Boris Becker hat nach Jahrzehnten im Rampenlicht viel über Diplomatie gelernt. Auf die Frage nach dem Zustand des deutschen Männertennis sagt der ewige Leimener deshalb: "Wir haben großes Glück, einen Spieler zu haben, der realistische Chancen besitzt, einen Grand Slam zu gewinnen." Aber hinter Alexander Zverev sieht Becker schon "eine kleine Lücke".
Falsch ist diese Einschätzung nicht. Nur eben: diplomatisch. Oder undiplomatisch: gnadenlos untertrieben. Denn wenn am Sonntag die French Open beginnen, ist Zverev wieder einmal deutscher Alleinunterhalter. Hinter dem noch bei Grand Slams titellosen Topstar hat sich keine kleine, sondern eine gewaltige Kluft aufgetan.

"Es ist natürlich nicht schön, dass wir da nur einen Spieler haben", sagt Eurosport-Experte Becker. Für den deutschen Rest, Männer wie Frauen, wäre jede überstandene Runde schon ein Erfolg – zumal auf die deutsche Nummer zwei Daniel Altmaier in US-Open-Finalist Taylor Fritz gleich eine riesige Auftakthürde wartet.

- DATENSÄTZE
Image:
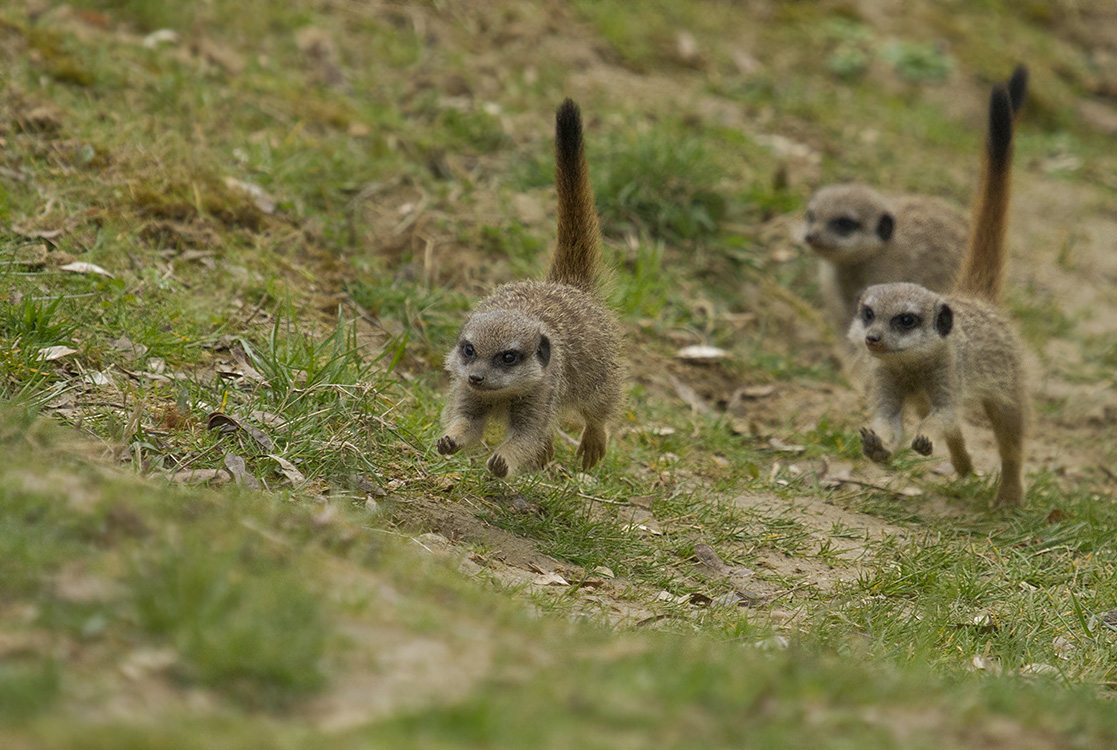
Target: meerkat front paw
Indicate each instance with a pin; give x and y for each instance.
(498, 465)
(874, 447)
(923, 445)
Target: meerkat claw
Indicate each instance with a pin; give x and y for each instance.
(498, 465)
(872, 447)
(923, 445)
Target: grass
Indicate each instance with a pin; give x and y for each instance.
(290, 357)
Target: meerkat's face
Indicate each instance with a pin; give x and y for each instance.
(500, 353)
(848, 222)
(901, 321)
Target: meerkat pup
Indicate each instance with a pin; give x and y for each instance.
(942, 352)
(533, 352)
(865, 238)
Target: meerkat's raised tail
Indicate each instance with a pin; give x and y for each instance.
(578, 253)
(983, 266)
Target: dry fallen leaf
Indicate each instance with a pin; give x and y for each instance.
(236, 466)
(290, 472)
(199, 475)
(228, 425)
(83, 267)
(51, 353)
(780, 446)
(700, 353)
(641, 520)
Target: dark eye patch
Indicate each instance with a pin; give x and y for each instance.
(845, 226)
(508, 358)
(906, 321)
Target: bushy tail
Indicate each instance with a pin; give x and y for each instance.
(1018, 89)
(578, 253)
(983, 267)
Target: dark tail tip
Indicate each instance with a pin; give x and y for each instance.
(1000, 126)
(1018, 87)
(567, 132)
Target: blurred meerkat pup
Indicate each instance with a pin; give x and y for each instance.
(535, 351)
(866, 238)
(942, 352)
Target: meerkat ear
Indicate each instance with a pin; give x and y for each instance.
(944, 320)
(885, 227)
(544, 351)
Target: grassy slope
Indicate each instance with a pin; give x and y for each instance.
(408, 155)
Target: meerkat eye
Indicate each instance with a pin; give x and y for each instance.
(845, 226)
(906, 321)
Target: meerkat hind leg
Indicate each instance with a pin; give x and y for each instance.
(1009, 430)
(874, 447)
(528, 440)
(592, 446)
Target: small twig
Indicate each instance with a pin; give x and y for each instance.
(868, 485)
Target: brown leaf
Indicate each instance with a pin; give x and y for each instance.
(51, 353)
(199, 475)
(1057, 515)
(295, 476)
(83, 267)
(227, 425)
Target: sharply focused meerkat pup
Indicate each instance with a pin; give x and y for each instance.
(866, 238)
(944, 351)
(533, 352)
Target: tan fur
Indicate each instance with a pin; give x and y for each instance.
(925, 241)
(943, 352)
(564, 343)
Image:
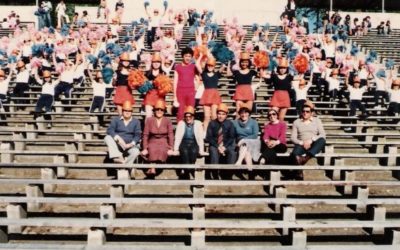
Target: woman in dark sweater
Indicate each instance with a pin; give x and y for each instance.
(282, 83)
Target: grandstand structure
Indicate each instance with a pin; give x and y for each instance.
(57, 191)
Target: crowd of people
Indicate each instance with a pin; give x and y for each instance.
(116, 62)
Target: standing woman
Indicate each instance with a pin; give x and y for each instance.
(123, 91)
(211, 97)
(274, 138)
(158, 137)
(243, 77)
(282, 83)
(152, 95)
(247, 136)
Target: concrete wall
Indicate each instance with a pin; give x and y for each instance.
(26, 13)
(248, 11)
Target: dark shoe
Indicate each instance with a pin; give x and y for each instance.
(119, 160)
(302, 160)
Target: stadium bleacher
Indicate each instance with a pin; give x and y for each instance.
(57, 191)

- AUFTRAG 1
Stimmen die folgenden Aussagen mit dem Textauszug überein? Antworten Sie jeweils mit Ja oder Nein und zitieren Sie die entscheidenden Worte des Textauszugs wörtlich.
(a) Becker äußert sich als Experte für Eurosport.
(b) Zverev hat bereits ein Grand-Slam-Turnier gewonnen.
(c) Daniel Altmaier bekommt es zum Auftakt mit Taylor Fritz zu tun.
- AUFTRAG 2
Geben Sie den Textauszug von „Falsch ist diese“ bis einschließlich „riesige Auftakthürde wartet.“ wortgetreu wieder.
- AUFTRAG 3
An welchem Tag beginnen laut dem Textauszug die French Open?

- IHRE ANTWORT 1
(a) Ja: „sagt Eurosport-Experte Becker“
(b) Nein: „Hinter dem noch bei Grand Slams titellosen Topstar“
(c) Ja: „zumal auf die deutsche Nummer zwei Daniel Altmaier in US-Open-Finalist Taylor Fritz gleich eine riesige Auftakthürde wartet“

- IHRE ANTWORT 2
Falsch ist diese Einschätzung nicht. Nur eben: diplomatisch. Oder undiplomatisch: gnadenlos untertrieben. Denn wenn am Sonntag die French Open beginnen, ist Zverev wieder einmal deutscher Alleinunterhalter. Hinter dem noch bei Grand Slams titellosen Topstar hat sich keine kleine, sondern eine gewaltige Kluft aufgetan.

"Es ist natürlich nicht schön, dass wir da nur einen Spieler haben", sagt Eurosport-Experte Becker. Für den deutschen Rest, Männer wie Frauen, wäre jede überstandene Runde schon ein Erfolg – zumal auf die deutsche Nummer zwei Daniel Altmaier in US-Open-Finalist Taylor Fritz gleich eine riesige Auftakthürde wartet.

- IHRE ANTWORT 3
Am Sonntag.